TUGAS ANDA:
**1)** Jawablah pertanyaan berikut berdasarkan artikel tentang kunjungan diplomat ke Masjid Al-Aqsa.
(a) Dari mana saja para diplomat itu berasal?
(b) Siapa menteri keamanan sayap kanan Israel yang disebut menyerbu kompleks tersebut?
(c) Apa alasan polisi Israel menghalangi kunjungan duta besar Yordania?
**2)** Cetak bagian artikel tentang kunjungan diplomat ke Masjid Al-Aqsa antara "Kunjungan itu terjadi" dan "tidak dikoordinasikan sebelumnya.", termasuk kedua bagian tersebut.

Kamis 19 Jan 2023 08:48 WIB

Diplomat Negara Eropa Kunjungi Masjid Al-Aqsa, Tamparan untuk Zionis Israel?

Diplomat negara Eropa bertemu dengan ulama dan tokoh di Masjid Al-Aqsa Palestina

Rep: Umar Mukhtar, Andrian Saputra, Mabruroh/ Red: Nashih Nashrullah
Diplomat negara Eropa bertemu dengan ulama dan tokoh di Masjid Al-Aqsa Palestina pada Rabu (18/1/2022).
Foto: Dok. Republika
Diplomat negara Eropa bertemu dengan ulama dan tokoh di Masjid Al-Aqsa Palestina pada Rabu (18/1/2022).

REPUBLIKA.CO.ID, YERUSALEM – Sejumlah diplomat asing dari berbagai negara bertemu pejabat Palestina dan Wakaf Islam di Masjid Al Aqsa, pada Rabu (18/1/2023) pagi. Kunjungan ini mengisyaratkan pesan tamparan keras terhadap pendudukan Zionis Israel.

Kedatangan mereka untuk menunjukkan dukungan nyata tegaknya status quo dan perwalian Yordania atas tempat-tempat suci di Yerusalem Timur yang diduduki. Diplomat tersebut berasal dari Uni Eropa dan negara-negara Eropa, Amerika Selatan, dan Australia. 

Baca Juga

Mereka mengunjungi Kompleks Masjid Al-Aqsa dan mengadakan pertemuan dengan ulama Islam, sebagaimana dilansir The New Arab, Rabu (18/1/2023). 

Kunjungan itu terjadi setelah beberapa insiden provokatif oleh Israel, termasuk penyerbuan kompleks oleh menteri keamanan sayap kanan Israel Itamar Ben-Gvir dan menghalangi kunjungan dua diplomat, termasuk duta besar Yordania untuk Tel Aviv. 

"Mereka datang untuk menyaksikan dan mendengar tentang kejadian di sini di Al-Aqsa, kunjungan Ben-Gvir, dan provokasi lainnya oleh pejabat Israel," kata Mufti Muhammad Husseini. 

Sehari sebelumnya, polisi Israel sempat menghalangi kunjungan duta besar Yordania ke tempat suci tersebut, dengan alasan kunjungan itu tidak dikoordinasikan sebelumnya. 

Duta besar kemudian meninggalkan lokasi sebagai protes, tetapi kemudian kembali dan bisa masuk tanpa insiden.

(Data pelabelan titik berbasis foto)
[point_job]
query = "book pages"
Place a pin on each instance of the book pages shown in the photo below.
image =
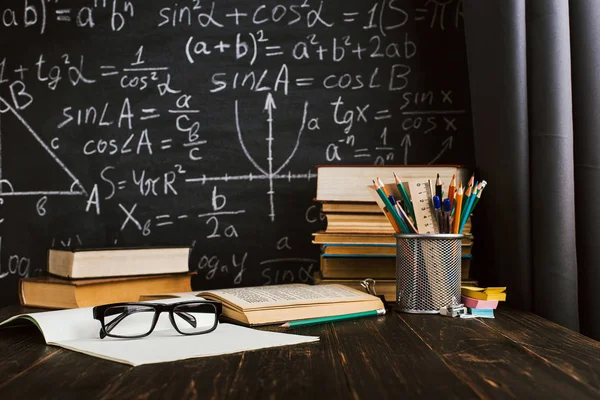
(76, 330)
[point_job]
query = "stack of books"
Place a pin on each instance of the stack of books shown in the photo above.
(87, 278)
(359, 241)
(482, 302)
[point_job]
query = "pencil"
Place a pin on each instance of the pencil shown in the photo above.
(333, 318)
(482, 185)
(389, 206)
(387, 213)
(451, 190)
(406, 218)
(407, 203)
(466, 210)
(438, 187)
(456, 222)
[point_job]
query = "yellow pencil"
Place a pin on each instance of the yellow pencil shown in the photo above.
(452, 190)
(380, 182)
(456, 221)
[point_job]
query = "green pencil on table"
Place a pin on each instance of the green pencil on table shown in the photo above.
(333, 318)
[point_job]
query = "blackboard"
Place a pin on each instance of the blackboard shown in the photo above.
(200, 123)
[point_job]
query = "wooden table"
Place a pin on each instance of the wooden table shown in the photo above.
(517, 355)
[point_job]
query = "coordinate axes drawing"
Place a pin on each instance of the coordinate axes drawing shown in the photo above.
(270, 173)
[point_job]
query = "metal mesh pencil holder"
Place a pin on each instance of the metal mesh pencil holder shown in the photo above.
(428, 272)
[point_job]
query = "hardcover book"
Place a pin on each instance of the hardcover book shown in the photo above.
(264, 305)
(100, 263)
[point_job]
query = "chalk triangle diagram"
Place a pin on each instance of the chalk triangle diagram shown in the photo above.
(28, 166)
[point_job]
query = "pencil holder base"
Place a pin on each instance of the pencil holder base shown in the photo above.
(428, 272)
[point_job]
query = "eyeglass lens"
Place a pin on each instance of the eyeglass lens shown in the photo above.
(128, 320)
(134, 320)
(194, 318)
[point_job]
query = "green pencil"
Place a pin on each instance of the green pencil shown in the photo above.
(407, 203)
(333, 318)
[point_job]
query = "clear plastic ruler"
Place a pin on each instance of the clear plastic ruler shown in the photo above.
(421, 196)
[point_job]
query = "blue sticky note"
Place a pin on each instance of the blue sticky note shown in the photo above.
(482, 312)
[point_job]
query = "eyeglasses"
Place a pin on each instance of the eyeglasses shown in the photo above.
(136, 320)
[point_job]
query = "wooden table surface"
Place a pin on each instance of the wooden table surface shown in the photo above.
(516, 355)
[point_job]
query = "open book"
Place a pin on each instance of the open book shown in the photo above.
(77, 330)
(263, 305)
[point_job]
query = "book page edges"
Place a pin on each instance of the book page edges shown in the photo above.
(281, 315)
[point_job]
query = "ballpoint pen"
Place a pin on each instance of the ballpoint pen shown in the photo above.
(437, 209)
(446, 211)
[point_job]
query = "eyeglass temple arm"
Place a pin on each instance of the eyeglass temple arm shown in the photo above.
(111, 325)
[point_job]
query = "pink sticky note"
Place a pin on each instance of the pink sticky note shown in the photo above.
(475, 303)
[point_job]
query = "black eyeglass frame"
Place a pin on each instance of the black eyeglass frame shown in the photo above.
(99, 311)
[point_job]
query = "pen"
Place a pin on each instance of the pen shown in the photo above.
(437, 209)
(406, 218)
(452, 189)
(407, 203)
(482, 185)
(446, 210)
(438, 187)
(467, 210)
(389, 206)
(333, 318)
(457, 209)
(387, 212)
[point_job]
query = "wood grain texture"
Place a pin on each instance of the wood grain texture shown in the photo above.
(384, 351)
(65, 375)
(311, 370)
(574, 354)
(492, 364)
(21, 349)
(516, 355)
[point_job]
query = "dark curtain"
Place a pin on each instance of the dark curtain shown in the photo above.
(534, 70)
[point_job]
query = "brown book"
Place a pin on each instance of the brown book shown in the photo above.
(349, 207)
(52, 292)
(275, 304)
(358, 250)
(350, 182)
(386, 287)
(358, 267)
(112, 262)
(323, 237)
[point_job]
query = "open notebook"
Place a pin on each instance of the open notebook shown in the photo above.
(75, 329)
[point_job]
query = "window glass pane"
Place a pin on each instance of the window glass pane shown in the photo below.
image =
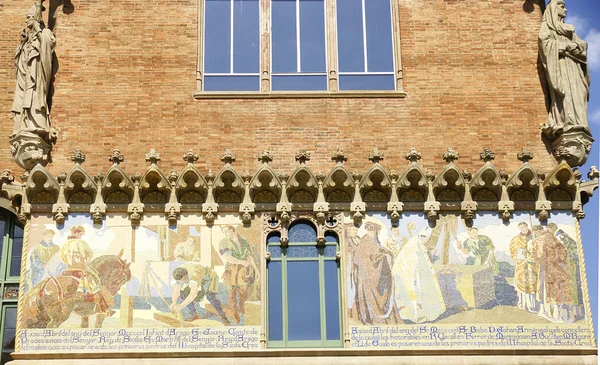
(246, 36)
(332, 310)
(330, 251)
(9, 332)
(312, 36)
(350, 36)
(217, 36)
(302, 251)
(379, 36)
(367, 82)
(275, 302)
(302, 232)
(304, 317)
(299, 83)
(275, 251)
(17, 248)
(283, 36)
(229, 83)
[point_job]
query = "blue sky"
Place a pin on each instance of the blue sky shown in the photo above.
(585, 15)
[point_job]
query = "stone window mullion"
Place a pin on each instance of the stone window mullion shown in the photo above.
(332, 51)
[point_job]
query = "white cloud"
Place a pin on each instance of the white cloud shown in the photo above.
(593, 39)
(580, 23)
(595, 117)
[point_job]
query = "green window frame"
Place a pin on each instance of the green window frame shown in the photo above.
(10, 270)
(291, 291)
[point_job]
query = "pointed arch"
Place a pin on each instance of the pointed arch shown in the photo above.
(229, 186)
(191, 187)
(412, 185)
(486, 184)
(338, 186)
(80, 188)
(523, 184)
(449, 185)
(117, 188)
(41, 186)
(154, 186)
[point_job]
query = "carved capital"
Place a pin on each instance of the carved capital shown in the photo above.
(190, 157)
(525, 155)
(29, 150)
(228, 157)
(339, 156)
(594, 173)
(413, 156)
(487, 155)
(265, 157)
(6, 177)
(450, 156)
(153, 156)
(116, 158)
(376, 156)
(572, 147)
(78, 157)
(302, 157)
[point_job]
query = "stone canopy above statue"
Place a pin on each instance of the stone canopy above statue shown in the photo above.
(35, 62)
(564, 58)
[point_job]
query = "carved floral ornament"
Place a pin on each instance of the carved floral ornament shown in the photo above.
(304, 190)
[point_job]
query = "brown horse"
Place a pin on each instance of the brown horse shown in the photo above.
(52, 301)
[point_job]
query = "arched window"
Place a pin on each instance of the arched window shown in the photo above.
(10, 270)
(303, 290)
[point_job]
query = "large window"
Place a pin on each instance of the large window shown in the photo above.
(303, 290)
(299, 45)
(10, 269)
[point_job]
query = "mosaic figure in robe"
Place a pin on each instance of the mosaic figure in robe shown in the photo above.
(564, 57)
(417, 291)
(526, 270)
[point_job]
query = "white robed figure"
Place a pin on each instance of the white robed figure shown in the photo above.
(417, 290)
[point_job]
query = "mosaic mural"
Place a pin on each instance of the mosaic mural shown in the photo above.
(449, 284)
(194, 281)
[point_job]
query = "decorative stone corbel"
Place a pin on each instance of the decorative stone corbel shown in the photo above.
(542, 206)
(573, 147)
(431, 207)
(357, 206)
(284, 207)
(321, 207)
(395, 207)
(339, 156)
(61, 208)
(173, 207)
(588, 187)
(11, 189)
(25, 210)
(247, 207)
(468, 206)
(136, 207)
(98, 208)
(210, 207)
(577, 208)
(302, 157)
(505, 205)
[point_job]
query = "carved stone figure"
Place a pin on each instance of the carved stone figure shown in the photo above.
(35, 64)
(564, 57)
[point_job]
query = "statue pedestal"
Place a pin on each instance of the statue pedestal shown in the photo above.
(29, 150)
(573, 146)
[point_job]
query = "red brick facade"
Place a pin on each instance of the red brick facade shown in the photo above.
(127, 75)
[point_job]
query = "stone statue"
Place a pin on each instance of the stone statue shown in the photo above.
(564, 57)
(35, 64)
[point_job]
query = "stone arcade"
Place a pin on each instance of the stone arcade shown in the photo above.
(339, 225)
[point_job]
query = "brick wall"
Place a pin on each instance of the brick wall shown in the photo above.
(127, 74)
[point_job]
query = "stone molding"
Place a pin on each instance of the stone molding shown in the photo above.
(305, 190)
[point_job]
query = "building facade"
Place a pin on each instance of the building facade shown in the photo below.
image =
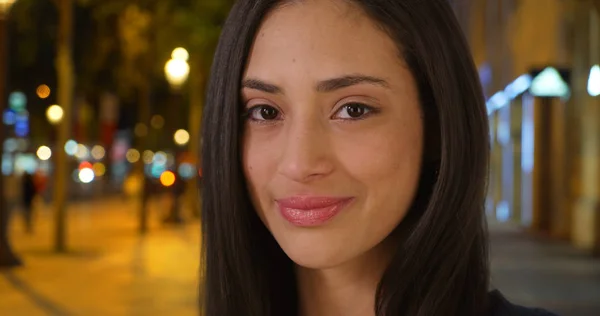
(545, 164)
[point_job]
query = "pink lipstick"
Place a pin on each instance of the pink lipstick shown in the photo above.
(309, 211)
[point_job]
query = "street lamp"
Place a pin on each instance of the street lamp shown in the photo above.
(55, 114)
(177, 68)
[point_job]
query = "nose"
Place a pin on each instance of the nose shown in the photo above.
(307, 154)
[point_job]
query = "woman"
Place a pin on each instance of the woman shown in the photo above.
(345, 160)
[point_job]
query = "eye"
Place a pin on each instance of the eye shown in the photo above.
(354, 111)
(263, 113)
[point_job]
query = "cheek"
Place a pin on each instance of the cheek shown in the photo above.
(388, 168)
(258, 159)
(390, 154)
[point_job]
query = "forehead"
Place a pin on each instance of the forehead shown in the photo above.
(324, 36)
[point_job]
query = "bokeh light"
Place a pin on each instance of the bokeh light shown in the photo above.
(140, 130)
(44, 153)
(98, 152)
(22, 144)
(99, 169)
(157, 122)
(181, 137)
(85, 165)
(160, 158)
(43, 91)
(180, 53)
(186, 171)
(71, 147)
(86, 175)
(133, 155)
(11, 145)
(9, 117)
(55, 114)
(17, 101)
(82, 152)
(167, 178)
(148, 157)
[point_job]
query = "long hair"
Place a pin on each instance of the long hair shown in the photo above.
(441, 265)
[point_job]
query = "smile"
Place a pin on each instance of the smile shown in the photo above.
(311, 211)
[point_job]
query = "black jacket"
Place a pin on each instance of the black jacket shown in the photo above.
(500, 306)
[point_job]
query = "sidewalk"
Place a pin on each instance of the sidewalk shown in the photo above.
(110, 269)
(544, 273)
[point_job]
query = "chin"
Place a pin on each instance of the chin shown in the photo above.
(314, 252)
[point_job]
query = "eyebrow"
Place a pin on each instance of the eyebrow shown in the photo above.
(348, 81)
(328, 85)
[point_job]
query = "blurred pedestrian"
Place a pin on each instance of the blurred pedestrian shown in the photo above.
(28, 195)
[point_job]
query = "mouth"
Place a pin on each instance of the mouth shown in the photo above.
(311, 211)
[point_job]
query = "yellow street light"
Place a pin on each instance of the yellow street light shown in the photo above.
(181, 54)
(177, 69)
(55, 114)
(181, 137)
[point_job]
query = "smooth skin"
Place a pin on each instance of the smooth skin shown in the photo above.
(332, 110)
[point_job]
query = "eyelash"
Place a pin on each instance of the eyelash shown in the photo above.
(368, 109)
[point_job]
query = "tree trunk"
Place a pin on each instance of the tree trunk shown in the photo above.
(65, 76)
(7, 257)
(144, 118)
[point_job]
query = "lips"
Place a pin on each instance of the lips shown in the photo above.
(310, 211)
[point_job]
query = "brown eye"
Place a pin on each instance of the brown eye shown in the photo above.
(353, 111)
(263, 113)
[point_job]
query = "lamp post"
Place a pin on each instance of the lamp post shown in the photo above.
(7, 257)
(177, 68)
(177, 71)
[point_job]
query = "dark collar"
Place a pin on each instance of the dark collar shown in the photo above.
(500, 306)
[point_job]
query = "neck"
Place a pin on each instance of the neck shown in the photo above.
(345, 290)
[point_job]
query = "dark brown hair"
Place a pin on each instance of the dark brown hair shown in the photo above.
(441, 267)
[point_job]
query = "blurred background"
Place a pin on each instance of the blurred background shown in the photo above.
(101, 103)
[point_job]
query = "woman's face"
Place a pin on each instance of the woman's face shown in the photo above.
(334, 133)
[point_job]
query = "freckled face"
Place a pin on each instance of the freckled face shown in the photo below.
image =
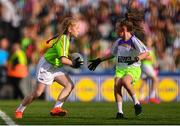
(74, 30)
(120, 30)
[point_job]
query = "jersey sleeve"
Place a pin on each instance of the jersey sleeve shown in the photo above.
(62, 46)
(114, 48)
(139, 46)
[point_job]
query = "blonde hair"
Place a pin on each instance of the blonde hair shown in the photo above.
(64, 26)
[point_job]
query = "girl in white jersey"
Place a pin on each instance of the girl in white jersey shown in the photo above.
(129, 51)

JAWABAN LENGKAP:
**1)**
(a) Para diplomat berasal dari Uni Eropa dan negara-negara Eropa, Amerika Selatan, dan Australia.
(b) Menteri tersebut adalah Itamar Ben-Gvir.
(c) Polisi Israel beralasan bahwa kunjungan itu tidak dikoordinasikan sebelumnya.

**2)**
Kunjungan itu terjadi setelah beberapa insiden provokatif oleh Israel, termasuk penyerbuan kompleks oleh menteri keamanan sayap kanan Israel Itamar Ben-Gvir dan menghalangi kunjungan dua diplomat, termasuk duta besar Yordania untuk Tel Aviv. 

"Mereka datang untuk menyaksikan dan mendengar tentang kejadian di sini di Al-Aqsa, kunjungan Ben-Gvir, dan provokasi lainnya oleh pejabat Israel," kata Mufti Muhammad Husseini. 

Sehari sebelumnya, polisi Israel sempat menghalangi kunjungan duta besar Yordania ke tempat suci tersebut, dengan alasan kunjungan itu tidak dikoordinasikan sebelumnya.